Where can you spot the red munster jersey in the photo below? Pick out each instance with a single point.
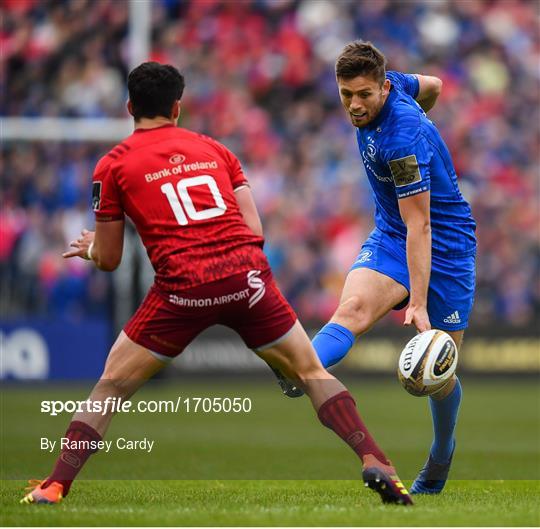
(178, 188)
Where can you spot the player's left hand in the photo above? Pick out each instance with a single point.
(419, 317)
(81, 245)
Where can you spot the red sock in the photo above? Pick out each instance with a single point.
(71, 460)
(339, 413)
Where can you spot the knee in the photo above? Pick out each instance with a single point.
(354, 314)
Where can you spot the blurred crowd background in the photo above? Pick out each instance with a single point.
(260, 79)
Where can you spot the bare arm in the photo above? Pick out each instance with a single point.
(105, 244)
(414, 211)
(244, 197)
(429, 90)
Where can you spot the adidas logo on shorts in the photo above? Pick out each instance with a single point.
(453, 318)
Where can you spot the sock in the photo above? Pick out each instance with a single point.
(332, 343)
(71, 460)
(444, 414)
(339, 413)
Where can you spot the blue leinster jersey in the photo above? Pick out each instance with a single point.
(404, 154)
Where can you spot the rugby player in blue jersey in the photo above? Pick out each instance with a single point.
(422, 250)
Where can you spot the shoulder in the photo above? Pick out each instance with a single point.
(403, 128)
(113, 156)
(208, 142)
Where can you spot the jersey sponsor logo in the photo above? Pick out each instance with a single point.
(364, 257)
(208, 302)
(175, 159)
(96, 196)
(453, 318)
(254, 281)
(411, 192)
(180, 168)
(369, 168)
(405, 171)
(371, 151)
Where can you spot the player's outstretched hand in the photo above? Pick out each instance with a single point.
(81, 245)
(419, 317)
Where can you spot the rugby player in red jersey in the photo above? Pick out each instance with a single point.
(193, 208)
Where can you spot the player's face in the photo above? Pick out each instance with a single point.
(363, 98)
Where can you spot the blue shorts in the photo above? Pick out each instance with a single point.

▸ EXERCISE DETAILS
Exactly as written, give the entries above again, with no images.

▸ EXERCISE RESULT
Where can you spot the red munster jersey in the photo below? Pick out each instance with a single point.
(178, 188)
Where can you spot the player's left hand in the photo above? Pick out each instance with a single point.
(419, 317)
(81, 245)
Where can you spot the red sock in the photo above? Pick out each instance with a single point.
(71, 460)
(339, 413)
Where can you spot the knee in the photo above? Pick out each instance with a single point.
(354, 314)
Where can you spot the blurred crowd background in the photo above? Pick out each instance with a single point.
(260, 79)
Where can you spot the bare arm in the photo above? Pick out each instance with a single point.
(105, 244)
(414, 211)
(244, 197)
(429, 90)
Where can you spot the adidas logo on shorts in the photo above? Pick out each instance with a single point.
(453, 318)
Where can you spot the sock in the photo above? Pick out each instance with a single point.
(332, 343)
(71, 460)
(444, 414)
(339, 413)
Where can you spot the blue leinster jersey in the photo above? Pick out each instance with a single point.
(404, 154)
Where can you spot the rugby player in blue jersey in the photo above? Pick out each instance with a single point.
(422, 250)
Where can you spot the shoulder in the photo above? Pick out each instance with a single point.
(403, 128)
(113, 156)
(208, 142)
Where can you spot the jersey sponsor logo in the photo above? Pick out each instance with a single point.
(364, 257)
(208, 302)
(175, 159)
(96, 196)
(453, 318)
(254, 281)
(411, 192)
(180, 168)
(369, 168)
(405, 171)
(371, 151)
Where can you spot the player's outstretched hand in the photo above? Pick out each instance with a single point.
(81, 245)
(419, 317)
Where can you spot the rugby player in red jersey in the photo above? Pick out each instance with a single point.
(193, 208)
Where can you spot the player's face in the photo above? Pick out each instance with a single point.
(363, 98)
Where can you spot the blue shorts in the photo above? Pick out each instance with a single point.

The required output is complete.